Can you write out everything from the line containing "Where in this photo do you see the shadow" down to the end of the lines again, swapping "integer" for "whole-number" and keeping all else unchanged?

(Data records)
....

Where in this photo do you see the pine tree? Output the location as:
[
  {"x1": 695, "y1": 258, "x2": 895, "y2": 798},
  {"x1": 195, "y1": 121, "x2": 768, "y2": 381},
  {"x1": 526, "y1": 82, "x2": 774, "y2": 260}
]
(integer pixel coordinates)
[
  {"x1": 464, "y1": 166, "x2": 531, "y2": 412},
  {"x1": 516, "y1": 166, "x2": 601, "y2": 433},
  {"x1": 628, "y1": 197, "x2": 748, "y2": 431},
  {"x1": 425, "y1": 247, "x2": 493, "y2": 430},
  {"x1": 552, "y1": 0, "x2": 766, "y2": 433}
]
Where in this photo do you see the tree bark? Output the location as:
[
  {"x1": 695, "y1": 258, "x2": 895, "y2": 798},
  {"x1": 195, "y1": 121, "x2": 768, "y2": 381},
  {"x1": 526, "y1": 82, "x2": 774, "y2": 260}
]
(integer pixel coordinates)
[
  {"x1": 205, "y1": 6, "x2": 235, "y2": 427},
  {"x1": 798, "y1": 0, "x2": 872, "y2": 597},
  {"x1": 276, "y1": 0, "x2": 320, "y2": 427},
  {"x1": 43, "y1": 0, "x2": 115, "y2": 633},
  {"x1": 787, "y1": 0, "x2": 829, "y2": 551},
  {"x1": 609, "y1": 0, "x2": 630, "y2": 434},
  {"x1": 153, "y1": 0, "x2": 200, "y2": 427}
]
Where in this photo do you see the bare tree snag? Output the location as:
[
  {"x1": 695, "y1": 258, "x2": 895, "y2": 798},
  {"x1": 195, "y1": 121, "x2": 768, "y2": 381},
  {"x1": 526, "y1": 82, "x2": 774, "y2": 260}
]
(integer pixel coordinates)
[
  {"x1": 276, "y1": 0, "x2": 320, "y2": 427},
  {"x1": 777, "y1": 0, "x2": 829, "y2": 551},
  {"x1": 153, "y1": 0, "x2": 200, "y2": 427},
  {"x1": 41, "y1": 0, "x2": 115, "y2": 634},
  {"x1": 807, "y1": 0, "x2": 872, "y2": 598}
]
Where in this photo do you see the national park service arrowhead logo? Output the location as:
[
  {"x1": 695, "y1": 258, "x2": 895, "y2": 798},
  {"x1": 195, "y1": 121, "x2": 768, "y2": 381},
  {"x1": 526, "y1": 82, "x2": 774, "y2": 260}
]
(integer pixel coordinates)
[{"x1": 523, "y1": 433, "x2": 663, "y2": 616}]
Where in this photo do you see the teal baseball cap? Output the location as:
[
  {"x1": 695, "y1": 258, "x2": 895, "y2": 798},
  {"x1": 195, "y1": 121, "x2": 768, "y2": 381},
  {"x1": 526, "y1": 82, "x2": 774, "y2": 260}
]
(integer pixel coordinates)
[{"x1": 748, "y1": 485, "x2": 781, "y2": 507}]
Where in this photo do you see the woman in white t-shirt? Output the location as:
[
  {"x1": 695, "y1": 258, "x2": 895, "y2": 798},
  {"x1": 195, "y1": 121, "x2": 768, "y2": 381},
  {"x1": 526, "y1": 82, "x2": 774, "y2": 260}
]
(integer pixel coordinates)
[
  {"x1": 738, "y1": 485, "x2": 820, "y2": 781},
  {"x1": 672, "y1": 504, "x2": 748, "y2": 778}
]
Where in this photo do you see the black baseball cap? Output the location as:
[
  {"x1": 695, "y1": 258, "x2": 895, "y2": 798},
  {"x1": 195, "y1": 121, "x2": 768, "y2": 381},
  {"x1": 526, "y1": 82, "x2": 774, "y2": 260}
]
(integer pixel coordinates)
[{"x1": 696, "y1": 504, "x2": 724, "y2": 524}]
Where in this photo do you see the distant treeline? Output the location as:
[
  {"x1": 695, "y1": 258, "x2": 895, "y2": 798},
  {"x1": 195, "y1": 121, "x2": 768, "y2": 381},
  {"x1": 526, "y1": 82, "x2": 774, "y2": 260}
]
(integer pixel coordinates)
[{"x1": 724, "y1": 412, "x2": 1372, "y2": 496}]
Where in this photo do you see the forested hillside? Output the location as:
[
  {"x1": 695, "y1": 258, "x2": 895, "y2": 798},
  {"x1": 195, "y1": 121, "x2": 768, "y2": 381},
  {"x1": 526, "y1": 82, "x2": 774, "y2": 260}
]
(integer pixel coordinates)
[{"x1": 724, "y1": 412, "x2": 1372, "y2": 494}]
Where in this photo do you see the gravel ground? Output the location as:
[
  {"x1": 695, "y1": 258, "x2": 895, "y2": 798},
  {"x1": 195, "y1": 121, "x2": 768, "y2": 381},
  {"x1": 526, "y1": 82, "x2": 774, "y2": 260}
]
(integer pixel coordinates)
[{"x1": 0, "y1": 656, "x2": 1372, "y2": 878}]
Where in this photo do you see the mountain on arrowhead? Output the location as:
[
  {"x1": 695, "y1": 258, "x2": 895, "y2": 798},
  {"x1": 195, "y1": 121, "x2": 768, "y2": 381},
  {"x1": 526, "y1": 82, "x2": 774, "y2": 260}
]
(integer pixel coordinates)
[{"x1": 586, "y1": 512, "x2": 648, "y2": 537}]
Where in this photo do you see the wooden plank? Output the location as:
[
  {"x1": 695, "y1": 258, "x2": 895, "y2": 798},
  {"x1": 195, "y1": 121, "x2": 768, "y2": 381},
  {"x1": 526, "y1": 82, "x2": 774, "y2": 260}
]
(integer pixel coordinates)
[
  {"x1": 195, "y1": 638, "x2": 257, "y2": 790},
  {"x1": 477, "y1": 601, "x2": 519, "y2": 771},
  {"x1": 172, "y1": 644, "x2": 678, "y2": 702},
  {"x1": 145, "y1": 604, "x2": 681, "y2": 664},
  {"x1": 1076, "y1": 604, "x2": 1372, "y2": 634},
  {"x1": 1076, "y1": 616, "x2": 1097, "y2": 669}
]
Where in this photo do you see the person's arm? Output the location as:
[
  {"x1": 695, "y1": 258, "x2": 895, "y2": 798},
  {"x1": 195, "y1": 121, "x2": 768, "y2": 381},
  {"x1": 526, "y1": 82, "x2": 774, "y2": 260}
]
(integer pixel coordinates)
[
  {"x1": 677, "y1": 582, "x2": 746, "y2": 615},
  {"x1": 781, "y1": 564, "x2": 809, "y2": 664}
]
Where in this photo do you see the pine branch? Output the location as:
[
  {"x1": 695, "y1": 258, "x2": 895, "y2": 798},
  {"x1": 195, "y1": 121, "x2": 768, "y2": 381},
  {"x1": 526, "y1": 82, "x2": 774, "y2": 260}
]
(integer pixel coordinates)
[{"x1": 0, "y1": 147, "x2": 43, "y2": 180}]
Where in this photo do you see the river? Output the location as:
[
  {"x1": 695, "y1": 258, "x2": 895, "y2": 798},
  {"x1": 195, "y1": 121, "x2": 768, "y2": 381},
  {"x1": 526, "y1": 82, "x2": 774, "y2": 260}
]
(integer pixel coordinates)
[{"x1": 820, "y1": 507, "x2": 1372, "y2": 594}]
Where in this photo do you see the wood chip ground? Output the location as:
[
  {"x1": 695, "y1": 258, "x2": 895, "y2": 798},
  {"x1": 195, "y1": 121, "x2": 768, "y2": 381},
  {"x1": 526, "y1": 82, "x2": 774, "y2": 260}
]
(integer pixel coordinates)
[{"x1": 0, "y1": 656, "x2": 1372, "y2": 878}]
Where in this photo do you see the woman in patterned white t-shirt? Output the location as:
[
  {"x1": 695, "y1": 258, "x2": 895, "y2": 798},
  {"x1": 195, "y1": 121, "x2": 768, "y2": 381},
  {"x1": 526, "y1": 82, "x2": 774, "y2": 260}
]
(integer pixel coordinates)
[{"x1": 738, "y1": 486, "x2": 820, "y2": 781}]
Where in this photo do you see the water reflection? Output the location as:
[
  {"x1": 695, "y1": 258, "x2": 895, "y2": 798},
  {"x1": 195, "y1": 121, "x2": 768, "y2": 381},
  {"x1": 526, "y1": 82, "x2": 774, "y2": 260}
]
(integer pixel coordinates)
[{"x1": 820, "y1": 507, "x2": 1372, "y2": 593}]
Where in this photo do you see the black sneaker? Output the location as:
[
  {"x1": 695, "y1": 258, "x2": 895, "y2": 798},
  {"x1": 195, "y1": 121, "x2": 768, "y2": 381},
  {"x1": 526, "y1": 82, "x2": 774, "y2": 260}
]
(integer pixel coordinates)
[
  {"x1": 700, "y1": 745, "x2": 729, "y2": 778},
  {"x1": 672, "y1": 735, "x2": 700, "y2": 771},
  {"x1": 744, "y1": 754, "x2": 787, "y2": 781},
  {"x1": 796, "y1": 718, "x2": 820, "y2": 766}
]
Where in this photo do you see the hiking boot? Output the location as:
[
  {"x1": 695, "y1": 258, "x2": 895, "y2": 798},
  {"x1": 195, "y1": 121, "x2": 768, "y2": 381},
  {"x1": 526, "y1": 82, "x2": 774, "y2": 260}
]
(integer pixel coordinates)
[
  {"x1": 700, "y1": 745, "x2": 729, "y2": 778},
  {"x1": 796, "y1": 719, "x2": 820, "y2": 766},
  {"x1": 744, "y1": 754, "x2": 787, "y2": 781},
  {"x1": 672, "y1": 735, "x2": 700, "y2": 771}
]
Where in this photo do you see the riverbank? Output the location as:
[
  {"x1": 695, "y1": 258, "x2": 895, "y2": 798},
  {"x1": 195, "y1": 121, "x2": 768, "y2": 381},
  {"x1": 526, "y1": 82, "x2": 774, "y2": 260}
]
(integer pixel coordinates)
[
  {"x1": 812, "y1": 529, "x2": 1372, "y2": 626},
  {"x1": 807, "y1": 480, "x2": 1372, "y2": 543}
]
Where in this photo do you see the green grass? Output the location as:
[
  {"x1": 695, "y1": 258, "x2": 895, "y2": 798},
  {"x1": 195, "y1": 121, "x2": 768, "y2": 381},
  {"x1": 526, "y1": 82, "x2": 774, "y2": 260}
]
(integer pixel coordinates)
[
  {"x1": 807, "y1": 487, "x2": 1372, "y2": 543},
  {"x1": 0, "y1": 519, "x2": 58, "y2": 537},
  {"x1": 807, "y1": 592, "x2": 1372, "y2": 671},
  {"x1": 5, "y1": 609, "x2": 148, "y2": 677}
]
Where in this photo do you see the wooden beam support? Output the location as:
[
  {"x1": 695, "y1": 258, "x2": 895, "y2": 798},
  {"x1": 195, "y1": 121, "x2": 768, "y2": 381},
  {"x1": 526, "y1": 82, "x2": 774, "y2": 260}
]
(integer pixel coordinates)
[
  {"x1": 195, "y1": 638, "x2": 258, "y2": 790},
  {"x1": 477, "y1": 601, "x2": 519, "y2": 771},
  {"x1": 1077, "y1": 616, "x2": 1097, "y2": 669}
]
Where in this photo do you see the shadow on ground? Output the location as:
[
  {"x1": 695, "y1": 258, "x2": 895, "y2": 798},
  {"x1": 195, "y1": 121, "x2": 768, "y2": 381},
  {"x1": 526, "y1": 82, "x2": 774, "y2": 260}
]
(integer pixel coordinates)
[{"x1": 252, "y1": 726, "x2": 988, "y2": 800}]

....

_Full solution_
Where in this photo do you see the shadow on ground? Output the location as:
[
  {"x1": 695, "y1": 258, "x2": 895, "y2": 798},
  {"x1": 195, "y1": 121, "x2": 768, "y2": 381},
  {"x1": 526, "y1": 82, "x2": 774, "y2": 260}
]
(whole-number pixel coordinates)
[{"x1": 252, "y1": 726, "x2": 988, "y2": 800}]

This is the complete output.